What is needed
Where the data below begins, start retyping exactly, and end on the line with "Please examine the image above and find the cumulus", which is included; no picture goes in.

Data
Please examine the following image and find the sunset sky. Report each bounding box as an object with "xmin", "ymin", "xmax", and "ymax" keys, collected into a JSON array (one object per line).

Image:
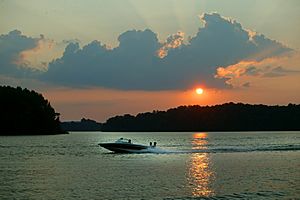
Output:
[{"xmin": 1, "ymin": 0, "xmax": 300, "ymax": 122}]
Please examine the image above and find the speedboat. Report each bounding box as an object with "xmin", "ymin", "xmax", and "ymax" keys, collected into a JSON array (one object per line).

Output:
[{"xmin": 99, "ymin": 138, "xmax": 156, "ymax": 153}]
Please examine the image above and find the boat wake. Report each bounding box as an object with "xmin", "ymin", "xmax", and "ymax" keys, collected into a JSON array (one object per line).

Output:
[{"xmin": 121, "ymin": 144, "xmax": 300, "ymax": 154}]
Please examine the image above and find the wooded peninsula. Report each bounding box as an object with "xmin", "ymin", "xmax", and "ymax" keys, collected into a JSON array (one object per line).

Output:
[{"xmin": 0, "ymin": 86, "xmax": 66, "ymax": 135}]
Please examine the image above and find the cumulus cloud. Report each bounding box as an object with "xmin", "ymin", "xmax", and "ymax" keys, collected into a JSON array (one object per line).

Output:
[
  {"xmin": 166, "ymin": 13, "xmax": 291, "ymax": 65},
  {"xmin": 15, "ymin": 37, "xmax": 56, "ymax": 71},
  {"xmin": 0, "ymin": 30, "xmax": 63, "ymax": 78},
  {"xmin": 1, "ymin": 13, "xmax": 292, "ymax": 90},
  {"xmin": 0, "ymin": 30, "xmax": 41, "ymax": 76},
  {"xmin": 157, "ymin": 31, "xmax": 184, "ymax": 58},
  {"xmin": 215, "ymin": 52, "xmax": 300, "ymax": 87},
  {"xmin": 43, "ymin": 29, "xmax": 164, "ymax": 90}
]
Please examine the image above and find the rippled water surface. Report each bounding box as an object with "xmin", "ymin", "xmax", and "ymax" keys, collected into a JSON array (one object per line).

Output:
[{"xmin": 0, "ymin": 131, "xmax": 299, "ymax": 199}]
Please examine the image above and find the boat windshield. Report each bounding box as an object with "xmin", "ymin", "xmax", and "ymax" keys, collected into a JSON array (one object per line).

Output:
[{"xmin": 115, "ymin": 138, "xmax": 131, "ymax": 143}]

Result for this exercise
Please examine the following image and find the sunset sky. Report each bounding box as an object with "xmin", "ymin", "xmax", and "ymax" keys, collected into a JSON array (one object per line).

Image:
Output:
[{"xmin": 1, "ymin": 0, "xmax": 300, "ymax": 122}]
Please examine the image above and find the speedboat. Report each bounding box as an object with "xmin", "ymin", "xmax", and "ymax" keys, collected into a JSON array (one object per line).

Output:
[{"xmin": 99, "ymin": 138, "xmax": 156, "ymax": 153}]
Please examine the image above and find the boat wake. Report each bounding box as an object with "xmin", "ymin", "xmax", and "ymax" keys, collected into a JSON array (one object per line).

Output:
[{"xmin": 121, "ymin": 144, "xmax": 300, "ymax": 154}]
Please examine the image above and find the wooded peninsula. Report each bounding box as an object with "xmin", "ymin", "xmax", and "ymax" keys, collected into a JSON array (one object per line).

Output:
[{"xmin": 0, "ymin": 86, "xmax": 66, "ymax": 135}]
Please examine the image above and find the cumulus cloud. Report each bounding box as an object with "xmin", "ymin", "xmax", and "ymax" keys, collected into a JSON array (one object per line).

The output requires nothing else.